Tasks and exercises:
**1)** In the article on regional media below, list everything Fernandes says the country, the region and the world should be made aware of.
**2)** From the article on regional media below, output the text between "Veteran broadcaster Vic" and "transformation and standards.", inclusive.

Text block:
________________________

Veteran broadcaster challenges regional media

Veteran broadcaster Vic Fernandes is lamenting the state of regional media and has called for Caribbean owners to take a stand on issues of digital transformation and standards.

Fernandes, who served as CEO of Starcom Network for 26 years, issued the appeal last night at an awards dinner hosted by the Trinidad and Tobago Publishers and Broadcasters Association.

In a speech on The role and responsibility of media in a changing landscape, he said quality and standards are under “severe threat” with increasing mediocrity on both radio and television, with many “sacrificing the need to get it right”.

Our industry has changed dramatically and at a dizzying speed, technology is the new engine. I submit however that media leaders should occupy the driver’s seat, always mindful of the responsibilities that we undertake when we step up to be the public voice of our people and our region,” he said.

Technology is simply a platform on which the train runs, it is not the train itself, it is a tool but a meaningless tool if we fail to exploit it by ensuring that our country our region and the world is aware of who we are, our values, our dreams, our aspirations and our achievements, who will tell our story if we don’t? We have the resources, but do we have the will?”

________________________

Data extract:
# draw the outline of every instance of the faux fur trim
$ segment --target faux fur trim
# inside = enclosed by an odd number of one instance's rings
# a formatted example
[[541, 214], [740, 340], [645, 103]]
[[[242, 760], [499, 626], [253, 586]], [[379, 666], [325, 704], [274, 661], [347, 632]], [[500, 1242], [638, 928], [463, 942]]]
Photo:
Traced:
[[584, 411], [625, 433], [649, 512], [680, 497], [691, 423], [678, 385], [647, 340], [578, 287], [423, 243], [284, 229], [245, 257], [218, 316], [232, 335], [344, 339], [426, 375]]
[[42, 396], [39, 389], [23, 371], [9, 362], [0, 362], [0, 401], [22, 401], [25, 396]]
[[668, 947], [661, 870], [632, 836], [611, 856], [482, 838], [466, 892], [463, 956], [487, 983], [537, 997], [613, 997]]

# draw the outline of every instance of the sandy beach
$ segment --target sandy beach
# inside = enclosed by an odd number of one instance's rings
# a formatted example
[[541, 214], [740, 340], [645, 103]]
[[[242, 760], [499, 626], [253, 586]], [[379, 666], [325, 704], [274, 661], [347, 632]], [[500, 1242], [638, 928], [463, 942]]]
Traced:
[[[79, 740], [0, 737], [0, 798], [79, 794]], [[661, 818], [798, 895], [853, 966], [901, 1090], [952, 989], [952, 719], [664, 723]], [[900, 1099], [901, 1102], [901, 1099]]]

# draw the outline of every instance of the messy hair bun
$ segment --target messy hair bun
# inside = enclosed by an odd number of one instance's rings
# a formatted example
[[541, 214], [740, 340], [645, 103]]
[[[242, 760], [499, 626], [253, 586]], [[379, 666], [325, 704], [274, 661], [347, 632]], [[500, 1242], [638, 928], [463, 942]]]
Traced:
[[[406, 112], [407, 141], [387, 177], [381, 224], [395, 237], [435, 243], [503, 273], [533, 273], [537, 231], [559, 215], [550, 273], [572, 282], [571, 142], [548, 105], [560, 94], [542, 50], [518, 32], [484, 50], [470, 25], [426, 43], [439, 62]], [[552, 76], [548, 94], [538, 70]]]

________________________

Problem solutions:
**1)**
- who we are
- our values
- our dreams
- our aspirations
- our achievements

**2)**
Veteran broadcaster Vic Fernandes is lamenting the state of regional media and has called for Caribbean owners to take a stand on issues of digital transformation and standards.